Data for processing
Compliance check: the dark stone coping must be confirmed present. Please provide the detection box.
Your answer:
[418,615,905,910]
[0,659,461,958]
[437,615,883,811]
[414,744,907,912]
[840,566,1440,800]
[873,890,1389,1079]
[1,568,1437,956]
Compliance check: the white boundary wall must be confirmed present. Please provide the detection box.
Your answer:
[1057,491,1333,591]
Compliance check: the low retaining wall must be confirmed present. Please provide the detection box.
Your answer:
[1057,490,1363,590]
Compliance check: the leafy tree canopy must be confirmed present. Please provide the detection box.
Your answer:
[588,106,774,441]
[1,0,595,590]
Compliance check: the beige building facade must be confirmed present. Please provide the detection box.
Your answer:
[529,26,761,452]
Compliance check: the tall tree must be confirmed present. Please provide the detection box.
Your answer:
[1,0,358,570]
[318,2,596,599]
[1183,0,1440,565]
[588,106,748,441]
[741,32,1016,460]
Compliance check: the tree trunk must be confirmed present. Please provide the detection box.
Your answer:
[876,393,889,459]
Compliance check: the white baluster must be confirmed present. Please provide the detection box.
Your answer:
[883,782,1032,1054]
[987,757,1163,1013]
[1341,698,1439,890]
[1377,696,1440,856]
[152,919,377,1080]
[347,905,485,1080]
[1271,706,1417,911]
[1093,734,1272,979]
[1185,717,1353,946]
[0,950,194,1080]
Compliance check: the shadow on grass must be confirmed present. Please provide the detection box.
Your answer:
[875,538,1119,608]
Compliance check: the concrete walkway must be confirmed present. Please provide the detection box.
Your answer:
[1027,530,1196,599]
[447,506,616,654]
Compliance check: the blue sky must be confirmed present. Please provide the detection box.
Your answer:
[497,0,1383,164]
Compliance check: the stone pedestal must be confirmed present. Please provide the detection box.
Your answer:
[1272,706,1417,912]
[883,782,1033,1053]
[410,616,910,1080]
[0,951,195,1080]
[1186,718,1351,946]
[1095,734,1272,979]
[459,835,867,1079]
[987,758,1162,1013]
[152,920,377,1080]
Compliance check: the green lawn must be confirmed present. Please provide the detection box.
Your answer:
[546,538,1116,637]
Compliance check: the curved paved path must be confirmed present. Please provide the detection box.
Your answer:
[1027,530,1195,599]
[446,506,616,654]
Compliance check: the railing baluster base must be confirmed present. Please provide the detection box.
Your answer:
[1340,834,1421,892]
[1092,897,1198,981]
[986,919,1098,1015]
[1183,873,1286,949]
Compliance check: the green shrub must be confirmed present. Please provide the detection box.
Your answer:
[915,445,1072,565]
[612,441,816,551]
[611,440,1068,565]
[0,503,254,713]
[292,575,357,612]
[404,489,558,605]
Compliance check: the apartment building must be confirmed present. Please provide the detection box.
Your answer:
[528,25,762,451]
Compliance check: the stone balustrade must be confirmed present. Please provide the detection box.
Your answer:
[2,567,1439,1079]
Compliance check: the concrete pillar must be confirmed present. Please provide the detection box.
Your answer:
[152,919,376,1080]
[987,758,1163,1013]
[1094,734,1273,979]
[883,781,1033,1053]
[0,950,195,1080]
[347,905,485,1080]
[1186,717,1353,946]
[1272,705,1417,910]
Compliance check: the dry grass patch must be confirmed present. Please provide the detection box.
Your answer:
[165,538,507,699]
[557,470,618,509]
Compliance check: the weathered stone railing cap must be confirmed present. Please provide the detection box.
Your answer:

Your assignment
Copy out each line of the material and keep every word unchanged.

Answer box
Compliance check: the dark stone coping must be confirmed present. Please provide the detection box.
Your answer:
[418,615,905,910]
[0,659,461,958]
[437,615,883,811]
[414,744,907,912]
[840,566,1440,800]
[873,890,1389,1079]
[1,568,1437,956]
Compliance check: the white boundary wall must be confirmed present. Please provide the detection box.
Your answer:
[1057,491,1333,591]
Compliance check: the low retaining wall must be confirmed present. Please provide the detection box.
Your answer:
[1057,490,1363,590]
Compliance check: the leafy tree canopy must be confirmed present. Please provide the detection box.
Your answer:
[588,106,774,441]
[1,0,595,590]
Compliance check: the beige building facade must be confirmed present. Please provide the detection box.
Your answer:
[529,26,761,452]
Compliance check: the tall tree must be confirmed present. Please provide the detection box.
Your answer:
[1,0,358,570]
[318,2,596,599]
[1183,0,1440,565]
[588,106,748,441]
[741,32,1016,460]
Compliance check: the tree trunk must be confirmed present. Please provide the detection box.
Your answer:
[876,393,889,459]
Compliance check: the white baluster must be confirmed present. Please provide the detection box.
Your answer:
[883,782,1032,1054]
[987,757,1163,1013]
[1341,698,1439,890]
[1377,696,1440,856]
[152,919,377,1080]
[347,905,485,1080]
[1271,706,1417,911]
[1093,734,1272,979]
[1185,717,1353,946]
[0,950,194,1080]
Compliance check: the shadow on grass must be confirmed present. Please provide the detection box.
Your answer:
[875,538,1119,608]
Compliance check: the concrete walkway must be confirmed present. Please provide the detection box.
Your answer:
[1027,530,1196,599]
[447,506,616,654]
Compliance check: the blue sky must be confirmed present. Please provide the detection box.
Your answer:
[497,0,1383,164]
Compliance check: the stone pedestal must be confirmed present. Please provide the detection box.
Your answer:
[1272,706,1417,912]
[883,782,1033,1053]
[410,616,910,1080]
[0,951,195,1080]
[1186,718,1351,946]
[1095,734,1272,979]
[459,835,867,1079]
[987,758,1162,1013]
[152,920,377,1080]
Compliance check: the green lawn must be confirmed present. Please provide the detection box.
Your answer:
[546,538,1116,637]
Compliance check: the curved paved path must be confirmed present. Please provide the detection box.
Your answer:
[1027,530,1195,599]
[446,506,616,654]
Compliance check: the railing baluster base must be confirmed present. Please provide the detection box.
Your answer:
[1340,834,1421,892]
[1092,897,1198,981]
[986,919,1098,1015]
[1183,873,1286,949]
Compliance check: the green shrub must be confirmed present. Please provide the detection box.
Your answer:
[915,445,1072,565]
[612,441,816,551]
[611,440,1068,565]
[0,503,254,713]
[292,575,357,612]
[404,489,558,605]
Compliance check: the apartment building must be confirmed present. Please provide the detection box.
Your answer:
[528,25,762,451]
Compliance check: the stone balustrade must be confirmed present. Please provide the detection box.
Your answer:
[2,567,1439,1079]
Compliance check: the concrete pillar must be confirmed present. Please provide the detection box.
Your answer:
[152,919,376,1080]
[987,758,1163,1013]
[1094,734,1273,979]
[883,781,1033,1053]
[0,950,195,1080]
[347,905,485,1080]
[1186,717,1353,946]
[1272,705,1417,910]
Compliance check: the dry grass patch must be confirmed present. Please provide the detection box.
Your answer:
[165,538,507,699]
[557,470,618,509]
Compliance check: the weathered stone railing cap must be confirmed present. Please provide the detection box.
Your answer:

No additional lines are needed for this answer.